Stelle die Zeilen aller Einträge unten als nummerierte Liste dar und lass dabei Leerzeilen weg. Die Bilder übernimmst du nicht in die Antwort.

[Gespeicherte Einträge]
=====

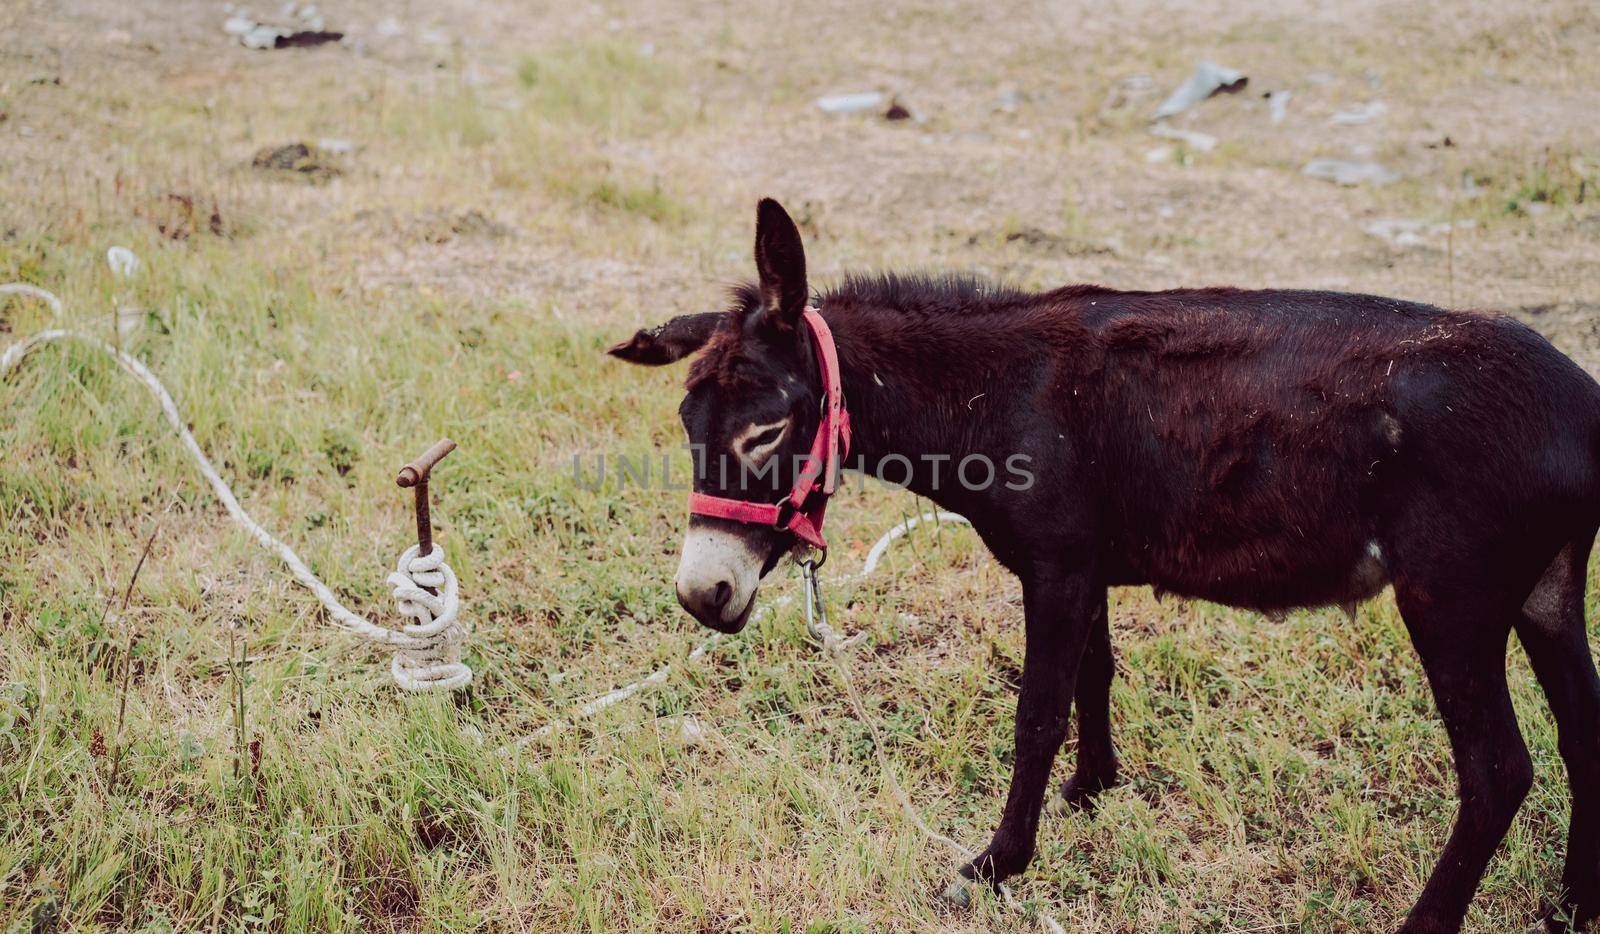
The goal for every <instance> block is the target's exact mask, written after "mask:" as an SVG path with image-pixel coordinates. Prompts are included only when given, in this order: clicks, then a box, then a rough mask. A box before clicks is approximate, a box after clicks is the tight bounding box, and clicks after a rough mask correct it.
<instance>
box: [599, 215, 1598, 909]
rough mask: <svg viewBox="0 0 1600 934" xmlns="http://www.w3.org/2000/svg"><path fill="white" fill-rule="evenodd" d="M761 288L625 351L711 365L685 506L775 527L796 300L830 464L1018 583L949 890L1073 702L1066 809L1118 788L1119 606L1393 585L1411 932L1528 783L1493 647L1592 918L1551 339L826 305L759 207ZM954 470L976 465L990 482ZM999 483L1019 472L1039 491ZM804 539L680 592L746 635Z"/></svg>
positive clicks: (1206, 304)
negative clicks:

=====

▸ Ergebnis der Übung:
1. The goal for every <instance> block is the target's exact mask, written after "mask:" as an SVG path with image-pixel coordinates. Prompts are included only when given, in this order: clicks, then a box, then a rough mask. A box before clicks is approximate, a box after clicks is the tight bounding box, and clicks after a rough mask correct it.
2. <instance>
3. box: [599, 215, 1598, 909]
4. rough mask: <svg viewBox="0 0 1600 934" xmlns="http://www.w3.org/2000/svg"><path fill="white" fill-rule="evenodd" d="M761 288L625 351L711 365L685 506L775 527L796 300L830 464L1018 583L949 890L1073 702L1066 809L1118 788L1119 606L1393 585L1411 932L1528 783L1493 647L1592 918L1551 339L826 305L759 207ZM954 470L976 465L990 482ZM999 483L1019 472L1039 491ZM804 539L680 592L746 635Z"/></svg>
5. positive clicks: (1206, 304)
6. negative clicks:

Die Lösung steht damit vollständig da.